SET TASKS:
A. In the Sinatra extract, where did Frank run into Mr. and Mrs. Earl Wilson that evening?
B. Reproduce the Sinatra extract word for word, from "The counteroffensive was" up to and including "I asked Frank.".

-- begin EXTRACT TO READ --

In Hollywood Albert Pearlson, Sinatra’s attorney, said he is checking the law which makes calling a person a profane name in public a misdemeanor.

“If my interpretation of the law is correct, I’m going to the District Attorney’s office and demand a complaint against this fellow,” Pearlson declared.

The counteroffensive was in full swing: always blame the victim. That evening, Frank ran into Mr. and Mrs. Earl Wilson at the Copacabana. “Frank came in and greeted both of us warmly,” the compliant columnist recalled.

He wasn’t objecting to my piece [“Frankie, you shouldn’t-a,” Wilson had gently written], but still said he’d done it because Mortimer had called him a name.

“Did you have to hit him?” I asked Frank.

“He was coming toward me. I thought he was going to hit me.”

“He said you belted him from behind.”

“I hit him on the chin! To hit him on the chin and hit him from behind, you got to be an acrobat.” Frank’s eyes lit up with excitement. “When he said what he did, I said to myself, ‘Here goes,’ and I let him have a good right hook. I felt very good about it afterwards. Somebody pinned my arms behind me—there was an awful tussle all at once, people coming out of walls.”

What did he resent most in Mortimer’s writings? That about his fans being moronic was one of the things—he’d always been loyal to them as they had been to him … And, curiously, he hated references to his being an overnight success.

-- end EXTRACT TO READ --
-- begin INFORMATION PROVIDED --

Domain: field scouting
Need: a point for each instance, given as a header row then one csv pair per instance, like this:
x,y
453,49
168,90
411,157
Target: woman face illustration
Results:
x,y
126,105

-- end INFORMATION PROVIDED --

SOLUTIONS BELOW:
A. At the Copacabana.

B.
The counteroffensive was in full swing: always blame the victim. That evening, Frank ran into Mr. and Mrs. Earl Wilson at the Copacabana. “Frank came in and greeted both of us warmly,” the compliant columnist recalled.

He wasn’t objecting to my piece [“Frankie, you shouldn’t-a,” Wilson had gently written], but still said he’d done it because Mortimer had called him a name.

“Did you have to hit him?” I asked Frank.